__PROBLEM DESCRIPTION__.
Make a word-for-word copy of the entries below from their first line through the line with "Find the innermost point of each instance of the peeling", and add nothing.

__MATERIAL PROVIDED__.

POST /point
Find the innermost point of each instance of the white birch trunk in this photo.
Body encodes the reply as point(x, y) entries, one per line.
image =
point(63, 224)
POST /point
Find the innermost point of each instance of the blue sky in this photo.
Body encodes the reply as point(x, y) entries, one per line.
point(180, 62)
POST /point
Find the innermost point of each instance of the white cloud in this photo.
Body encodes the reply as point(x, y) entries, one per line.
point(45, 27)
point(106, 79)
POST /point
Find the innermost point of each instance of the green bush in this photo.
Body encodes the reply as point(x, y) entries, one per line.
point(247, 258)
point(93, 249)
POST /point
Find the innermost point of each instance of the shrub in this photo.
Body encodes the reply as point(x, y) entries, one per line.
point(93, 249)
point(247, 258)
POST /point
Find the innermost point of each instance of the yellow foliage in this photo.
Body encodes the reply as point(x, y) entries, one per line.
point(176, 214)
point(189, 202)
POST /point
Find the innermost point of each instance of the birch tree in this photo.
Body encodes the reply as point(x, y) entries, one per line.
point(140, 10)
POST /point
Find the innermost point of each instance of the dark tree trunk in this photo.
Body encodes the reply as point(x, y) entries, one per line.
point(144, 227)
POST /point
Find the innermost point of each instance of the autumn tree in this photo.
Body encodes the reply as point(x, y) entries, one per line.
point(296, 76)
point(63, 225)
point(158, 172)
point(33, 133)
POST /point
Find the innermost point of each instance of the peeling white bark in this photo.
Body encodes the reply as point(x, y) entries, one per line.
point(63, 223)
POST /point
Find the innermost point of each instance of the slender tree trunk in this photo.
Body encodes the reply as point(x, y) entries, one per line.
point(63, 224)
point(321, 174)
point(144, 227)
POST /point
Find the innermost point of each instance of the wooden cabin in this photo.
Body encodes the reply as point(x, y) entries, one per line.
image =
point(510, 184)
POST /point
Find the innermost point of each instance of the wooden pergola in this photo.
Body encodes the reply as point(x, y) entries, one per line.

__RESPONSE FOR THIS EXERCISE__.
POST /point
Find the innermost point of each instance of the white birch trunk in this photo.
Body encodes the reply as point(x, y) entries, one per line.
image =
point(63, 224)
POST /point
Find the innermost point of each instance of the blue sky in this photo.
Body encodes the reply as point(x, y) entries, one per line.
point(180, 62)
POST /point
Find the innermost point of each instance of the white cloud in this photo.
Body encodes the reply as point(x, y) entries, one per line.
point(45, 27)
point(106, 79)
POST /point
Find the innermost point of each instance of the green bush in this photo.
Body encodes the reply as point(x, y) entries, one per line.
point(247, 258)
point(93, 249)
POST /point
Find the innermost point of each instance of the shrub in this photo.
Body encodes the reply as point(x, y) entries, one per line.
point(93, 249)
point(247, 258)
POST /point
Find the innermost point of each instance of the yellow foliage in this photo.
Body encodes the reply as point(x, y) entries, one per line.
point(176, 214)
point(189, 202)
POST /point
Find the innermost point of each instance of the birch tree in this photo.
Body encodes the reply as point(x, y) entries, one per line.
point(140, 10)
POST /point
Find the innermost point of each instance of the dark tree trunk in this photo.
Body encodes the reply as point(x, y) entries, one per line.
point(144, 227)
POST /point
Find the innermost point of each instance of the autumn tree in this photo.
Body encodes the reply as point(x, y) entries, one per line.
point(296, 76)
point(63, 225)
point(158, 172)
point(33, 133)
POST /point
Find the innermost point of each instance of the peeling white bark in this photo.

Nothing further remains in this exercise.